Instructions for the task - Rewrite the lines below as a numbered list, from the line containing "trace: golden fried doughnut" through the end of the records, both included. Leave out any blank lines.

Supplied data -
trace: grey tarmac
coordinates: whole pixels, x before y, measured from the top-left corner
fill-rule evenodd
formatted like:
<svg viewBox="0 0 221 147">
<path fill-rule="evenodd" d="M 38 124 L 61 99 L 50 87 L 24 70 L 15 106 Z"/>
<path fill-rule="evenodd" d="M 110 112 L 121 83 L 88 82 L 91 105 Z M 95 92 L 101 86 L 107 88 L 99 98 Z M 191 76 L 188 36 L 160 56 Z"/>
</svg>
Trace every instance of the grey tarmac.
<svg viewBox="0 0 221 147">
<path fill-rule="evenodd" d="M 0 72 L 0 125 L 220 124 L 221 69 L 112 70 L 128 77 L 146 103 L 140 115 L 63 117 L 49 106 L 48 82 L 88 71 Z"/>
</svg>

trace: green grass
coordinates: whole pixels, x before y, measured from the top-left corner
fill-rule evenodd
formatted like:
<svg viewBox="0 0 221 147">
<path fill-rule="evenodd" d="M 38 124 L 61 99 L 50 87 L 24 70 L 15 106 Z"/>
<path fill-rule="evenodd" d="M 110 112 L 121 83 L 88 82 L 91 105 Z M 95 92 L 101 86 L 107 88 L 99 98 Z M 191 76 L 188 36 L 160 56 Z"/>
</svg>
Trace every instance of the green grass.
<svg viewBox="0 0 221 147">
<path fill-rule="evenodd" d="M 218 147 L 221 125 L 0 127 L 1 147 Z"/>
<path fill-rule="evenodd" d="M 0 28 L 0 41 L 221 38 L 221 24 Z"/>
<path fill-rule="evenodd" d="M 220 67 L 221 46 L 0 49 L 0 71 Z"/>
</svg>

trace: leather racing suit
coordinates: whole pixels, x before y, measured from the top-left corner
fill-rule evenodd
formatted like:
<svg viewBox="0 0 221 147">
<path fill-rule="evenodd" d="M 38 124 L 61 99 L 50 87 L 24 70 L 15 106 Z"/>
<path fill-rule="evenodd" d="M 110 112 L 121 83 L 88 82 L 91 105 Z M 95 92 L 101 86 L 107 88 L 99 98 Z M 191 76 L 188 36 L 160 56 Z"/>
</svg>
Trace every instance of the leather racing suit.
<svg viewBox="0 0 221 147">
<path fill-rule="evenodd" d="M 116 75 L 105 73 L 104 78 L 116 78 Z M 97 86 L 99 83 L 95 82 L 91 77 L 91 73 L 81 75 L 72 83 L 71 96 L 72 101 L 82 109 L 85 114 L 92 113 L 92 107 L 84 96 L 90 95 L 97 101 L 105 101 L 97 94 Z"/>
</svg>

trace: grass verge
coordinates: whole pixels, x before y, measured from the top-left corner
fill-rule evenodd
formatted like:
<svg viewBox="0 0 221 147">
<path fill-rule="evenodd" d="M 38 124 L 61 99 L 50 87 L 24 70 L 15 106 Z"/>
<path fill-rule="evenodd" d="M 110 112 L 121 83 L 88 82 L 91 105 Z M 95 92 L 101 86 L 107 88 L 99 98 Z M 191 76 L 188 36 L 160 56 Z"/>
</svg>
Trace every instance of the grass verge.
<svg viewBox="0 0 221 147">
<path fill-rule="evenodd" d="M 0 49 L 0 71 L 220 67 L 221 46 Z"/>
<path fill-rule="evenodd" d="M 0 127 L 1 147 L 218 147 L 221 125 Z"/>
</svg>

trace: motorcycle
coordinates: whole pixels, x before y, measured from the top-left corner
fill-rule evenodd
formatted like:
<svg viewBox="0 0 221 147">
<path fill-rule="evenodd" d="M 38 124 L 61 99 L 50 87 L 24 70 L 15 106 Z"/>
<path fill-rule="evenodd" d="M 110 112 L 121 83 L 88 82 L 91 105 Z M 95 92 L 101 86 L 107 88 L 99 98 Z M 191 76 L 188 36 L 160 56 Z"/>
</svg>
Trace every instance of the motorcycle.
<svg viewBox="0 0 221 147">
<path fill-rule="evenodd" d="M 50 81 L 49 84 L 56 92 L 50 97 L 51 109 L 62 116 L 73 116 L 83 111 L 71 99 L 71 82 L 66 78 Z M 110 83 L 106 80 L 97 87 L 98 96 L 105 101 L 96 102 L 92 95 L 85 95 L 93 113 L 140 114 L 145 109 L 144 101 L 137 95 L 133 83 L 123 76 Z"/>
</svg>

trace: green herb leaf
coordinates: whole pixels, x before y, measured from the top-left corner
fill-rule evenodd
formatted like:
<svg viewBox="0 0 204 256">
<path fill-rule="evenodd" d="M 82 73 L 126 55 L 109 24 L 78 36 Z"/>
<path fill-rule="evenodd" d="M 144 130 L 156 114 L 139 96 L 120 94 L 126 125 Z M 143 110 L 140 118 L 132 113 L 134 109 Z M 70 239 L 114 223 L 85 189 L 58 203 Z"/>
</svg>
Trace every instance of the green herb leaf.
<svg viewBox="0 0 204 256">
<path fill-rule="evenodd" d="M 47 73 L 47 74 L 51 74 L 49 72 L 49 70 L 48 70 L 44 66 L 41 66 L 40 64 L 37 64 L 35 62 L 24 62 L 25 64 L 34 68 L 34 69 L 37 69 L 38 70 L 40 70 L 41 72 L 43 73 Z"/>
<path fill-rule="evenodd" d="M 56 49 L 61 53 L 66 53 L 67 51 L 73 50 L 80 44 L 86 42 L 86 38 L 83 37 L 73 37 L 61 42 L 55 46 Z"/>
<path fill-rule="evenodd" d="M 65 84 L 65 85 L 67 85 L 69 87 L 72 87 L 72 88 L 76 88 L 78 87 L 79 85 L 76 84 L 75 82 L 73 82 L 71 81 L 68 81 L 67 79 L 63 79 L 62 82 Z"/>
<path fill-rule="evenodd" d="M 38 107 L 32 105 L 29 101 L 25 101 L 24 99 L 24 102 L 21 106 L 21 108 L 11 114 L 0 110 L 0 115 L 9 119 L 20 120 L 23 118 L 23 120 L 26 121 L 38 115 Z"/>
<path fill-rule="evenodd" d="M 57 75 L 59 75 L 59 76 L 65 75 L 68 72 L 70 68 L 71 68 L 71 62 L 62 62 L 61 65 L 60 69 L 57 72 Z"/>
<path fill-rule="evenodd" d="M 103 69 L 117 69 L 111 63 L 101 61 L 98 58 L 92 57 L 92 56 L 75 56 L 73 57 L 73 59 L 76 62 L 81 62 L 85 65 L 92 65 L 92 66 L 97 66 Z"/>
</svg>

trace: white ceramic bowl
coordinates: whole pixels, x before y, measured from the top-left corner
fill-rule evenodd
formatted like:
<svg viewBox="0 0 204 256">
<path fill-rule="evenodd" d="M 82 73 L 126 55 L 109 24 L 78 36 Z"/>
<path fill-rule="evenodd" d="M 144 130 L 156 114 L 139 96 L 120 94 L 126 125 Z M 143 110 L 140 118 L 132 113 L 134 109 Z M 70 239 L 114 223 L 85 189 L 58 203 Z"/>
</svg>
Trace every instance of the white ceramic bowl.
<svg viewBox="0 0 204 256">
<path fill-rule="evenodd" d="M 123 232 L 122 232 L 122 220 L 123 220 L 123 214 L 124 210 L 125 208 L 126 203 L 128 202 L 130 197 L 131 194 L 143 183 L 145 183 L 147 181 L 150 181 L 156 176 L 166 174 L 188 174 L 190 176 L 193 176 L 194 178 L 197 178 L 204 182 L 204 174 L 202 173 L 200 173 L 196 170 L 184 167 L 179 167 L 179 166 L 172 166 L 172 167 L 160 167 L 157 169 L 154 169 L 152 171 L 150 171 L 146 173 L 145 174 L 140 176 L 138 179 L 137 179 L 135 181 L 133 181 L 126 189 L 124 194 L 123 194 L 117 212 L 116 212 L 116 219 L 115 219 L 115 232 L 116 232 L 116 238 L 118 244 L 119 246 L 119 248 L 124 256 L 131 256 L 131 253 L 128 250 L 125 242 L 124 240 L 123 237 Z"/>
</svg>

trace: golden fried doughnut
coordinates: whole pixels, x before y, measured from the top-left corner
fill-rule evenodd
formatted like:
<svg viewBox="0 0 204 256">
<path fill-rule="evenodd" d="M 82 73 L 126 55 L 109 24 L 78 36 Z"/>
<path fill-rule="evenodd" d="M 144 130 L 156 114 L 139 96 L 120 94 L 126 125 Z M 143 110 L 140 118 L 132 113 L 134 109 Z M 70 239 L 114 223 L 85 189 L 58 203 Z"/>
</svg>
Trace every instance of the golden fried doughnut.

Written solution -
1. trace: golden fried doughnut
2. coordinates: whole pixels, x before y, measured from the top-left corner
3. fill-rule evenodd
4. formatted like:
5. <svg viewBox="0 0 204 256">
6. <path fill-rule="evenodd" d="M 82 73 L 126 55 L 109 24 L 78 36 Z"/>
7. <path fill-rule="evenodd" d="M 144 130 L 156 114 L 139 96 L 120 94 L 126 125 Z M 143 110 L 140 118 L 132 113 L 134 109 Z M 70 239 L 114 223 L 85 189 L 58 203 Z"/>
8. </svg>
9. Trace every instance of the golden fried doughnut.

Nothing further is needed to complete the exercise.